**TASK INSTRUCTIONS**: Please write the following entries out once more, exactly.

**PROVIDED RECORDS**:
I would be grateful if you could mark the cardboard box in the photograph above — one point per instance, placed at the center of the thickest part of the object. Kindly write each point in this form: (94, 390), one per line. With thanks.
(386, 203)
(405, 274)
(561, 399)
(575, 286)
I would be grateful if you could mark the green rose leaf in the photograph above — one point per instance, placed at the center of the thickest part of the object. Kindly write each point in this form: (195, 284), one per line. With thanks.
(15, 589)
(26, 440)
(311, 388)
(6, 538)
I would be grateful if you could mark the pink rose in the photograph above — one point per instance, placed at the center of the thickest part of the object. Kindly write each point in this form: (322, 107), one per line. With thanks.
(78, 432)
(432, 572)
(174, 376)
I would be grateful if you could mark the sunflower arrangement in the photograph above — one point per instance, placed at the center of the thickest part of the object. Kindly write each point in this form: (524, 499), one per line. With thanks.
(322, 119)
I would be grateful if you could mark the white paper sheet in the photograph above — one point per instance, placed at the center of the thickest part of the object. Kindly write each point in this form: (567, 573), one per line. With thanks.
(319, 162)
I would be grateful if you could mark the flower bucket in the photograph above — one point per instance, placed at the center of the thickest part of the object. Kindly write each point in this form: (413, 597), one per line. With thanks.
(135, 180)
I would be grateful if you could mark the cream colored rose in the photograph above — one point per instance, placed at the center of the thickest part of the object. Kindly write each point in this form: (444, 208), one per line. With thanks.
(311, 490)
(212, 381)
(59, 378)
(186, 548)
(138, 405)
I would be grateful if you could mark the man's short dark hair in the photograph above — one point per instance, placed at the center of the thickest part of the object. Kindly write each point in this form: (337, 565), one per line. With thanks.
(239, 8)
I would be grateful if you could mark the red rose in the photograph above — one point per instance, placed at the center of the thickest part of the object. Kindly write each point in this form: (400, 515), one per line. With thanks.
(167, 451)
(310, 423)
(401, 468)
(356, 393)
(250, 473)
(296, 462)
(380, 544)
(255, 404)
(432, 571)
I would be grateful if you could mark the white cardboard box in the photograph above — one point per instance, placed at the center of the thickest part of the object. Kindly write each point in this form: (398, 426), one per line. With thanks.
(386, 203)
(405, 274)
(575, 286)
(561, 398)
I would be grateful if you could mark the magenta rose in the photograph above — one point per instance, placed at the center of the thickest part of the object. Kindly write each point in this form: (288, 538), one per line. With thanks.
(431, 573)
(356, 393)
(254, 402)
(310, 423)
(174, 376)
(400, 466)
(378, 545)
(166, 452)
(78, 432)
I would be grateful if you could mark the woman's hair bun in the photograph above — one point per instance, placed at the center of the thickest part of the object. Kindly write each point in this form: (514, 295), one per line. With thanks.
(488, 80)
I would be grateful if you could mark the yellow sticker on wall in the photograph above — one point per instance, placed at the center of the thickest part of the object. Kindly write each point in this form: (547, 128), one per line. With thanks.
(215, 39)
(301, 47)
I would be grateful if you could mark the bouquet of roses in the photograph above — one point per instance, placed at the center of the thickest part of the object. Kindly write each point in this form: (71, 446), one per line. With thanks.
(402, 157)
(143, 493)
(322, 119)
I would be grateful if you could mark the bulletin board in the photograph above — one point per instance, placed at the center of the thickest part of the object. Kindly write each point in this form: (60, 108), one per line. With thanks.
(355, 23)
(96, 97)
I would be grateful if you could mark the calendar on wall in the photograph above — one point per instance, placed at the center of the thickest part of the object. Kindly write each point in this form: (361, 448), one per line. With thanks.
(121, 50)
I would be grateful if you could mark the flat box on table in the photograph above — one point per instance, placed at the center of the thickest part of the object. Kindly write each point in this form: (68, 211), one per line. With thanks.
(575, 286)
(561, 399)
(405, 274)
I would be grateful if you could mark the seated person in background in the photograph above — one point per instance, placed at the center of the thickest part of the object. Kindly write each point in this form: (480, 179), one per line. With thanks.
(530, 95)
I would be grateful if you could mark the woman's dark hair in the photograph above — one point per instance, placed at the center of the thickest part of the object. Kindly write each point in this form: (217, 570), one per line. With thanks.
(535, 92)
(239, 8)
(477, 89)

**ANSWER SECTION**:
I would be grateful if you could mark the cardboard box in the photograph above — one point per instance, placed at the center of the thickest part of the object. Kindly write each point in this form: (94, 390), one per line. With thanks.
(386, 203)
(405, 274)
(561, 399)
(575, 286)
I would be grateful if you could mark the green rose leaf in the photograph above — one point per instance, placed at the center of the thickest part of the object. Kindly write each point in this form: (195, 284), one per line. With thanks.
(15, 589)
(26, 440)
(311, 388)
(6, 538)
I would be grateful if you could mark the pink rose in the photograph above — one point per instance, placed at the center of the thickest part of the object. Kindly write each point in this form: (322, 107), one per line. With thanks.
(78, 432)
(432, 572)
(174, 376)
I would be grateful if you could mark the sunflower arrangement in the photograph above — one point per instance, placed at the center of the thickest part of the object. Kindly write each point in this form: (524, 499), one per line. With thanks.
(322, 119)
I would be grateful if you could mark the white paper sheet in the photograph above — one point per instance, placed at the center of the thickest part of the object. Kindly write each point in this form: (567, 573), one per line. With thanks.
(319, 162)
I would be grateful if you could mark the flower bucket in the photograph above — one point per instance, placed at the center of the thickest part of the object. Kindly write each point in this form: (413, 597), one per line. With thanks.
(135, 180)
I would be grateful if you could mark the cream colored rose in the photograph above — one point per instance, placed at the center of the thickest part of the object. Kindly write each point in this form: (444, 208), one per line. With thanks.
(311, 490)
(212, 381)
(59, 378)
(186, 548)
(138, 405)
I would be grateful if you could mark the man's short dark hair in the photograph above — one point per instance, placed at the center of the thickest part of the object. Kindly write each point in this form: (337, 565), one per line. With thanks.
(239, 8)
I would be grateful if you could mark the red rose in the photograph above — one point per instance, placed at the center of the thickest part of the object. Kindly write each point in this form: (400, 515), one per line. With thanks.
(167, 451)
(310, 423)
(401, 468)
(356, 393)
(250, 473)
(296, 462)
(380, 544)
(255, 404)
(432, 571)
I would be grateful if you could mark the white cardboard box in the photograph above — one point per instance, placed at the center of the thickest part of the object. Kindly write each point in this form: (398, 426), one per line. With thanks.
(386, 203)
(405, 274)
(575, 286)
(561, 398)
I would be grateful if you could mark the magenta rose in the photograph above — one point per instance, placed at the center of the thickest part of the object. Kindly write each point in this form: (288, 538), one per line. With thanks.
(431, 573)
(356, 393)
(254, 402)
(310, 423)
(174, 376)
(400, 466)
(378, 545)
(166, 452)
(78, 432)
I would be grateful if you could mark the woman's hair bun in the photograph above — one point per instance, placed at the center of the thickest part of the object. Kindly write each point in this form: (514, 295), one per line. With thanks.
(488, 80)
I would be grateful if you could mark the yellow sticker on wall in the photograph above — one point per instance, placed at the center of the thickest part of the object. Kindly write each point in this form: (547, 128), one per line. With thanks.
(215, 39)
(301, 47)
I would be grateful if you could mark the bouquet of roses in the photograph above — one point per instance, placed at the center of the thickest part of the object. Kindly write each point in this form: (71, 446), one per line. With thanks.
(402, 157)
(143, 493)
(322, 119)
I would be grateful if you could mark the bulletin board in the photograph above — one point per instance, placed at the center of the thickest part of the object. Kindly write each point in this form: (60, 108), one per line. With thanks.
(355, 23)
(96, 97)
I would be grateful if you could mark the calendar on wall in the photograph above — one point per instance, placed at the center of the thickest part of the object. Kindly write each point in this form: (361, 448), one per line. With thanks.
(121, 50)
I would be grateful if you could mark the flat box on table in the photograph above — one point per instance, placed at the center of the thickest part of the object. Kindly write each point in this form: (68, 211), one per line. With thanks.
(575, 286)
(561, 399)
(405, 274)
I would be grateful if you could mark the seated person in background in the photograph above — one point per instance, placed at the center of the thickest part of the object. Kindly write each point in this form: (480, 179), one per line. With thanks.
(530, 95)
I would be grateful if you could mark the woman's dark hair in the photograph above — one point per instance, placed at the center of the thickest part of the object. Kindly write each point in this form: (217, 570), one per line. With thanks.
(535, 92)
(239, 8)
(477, 89)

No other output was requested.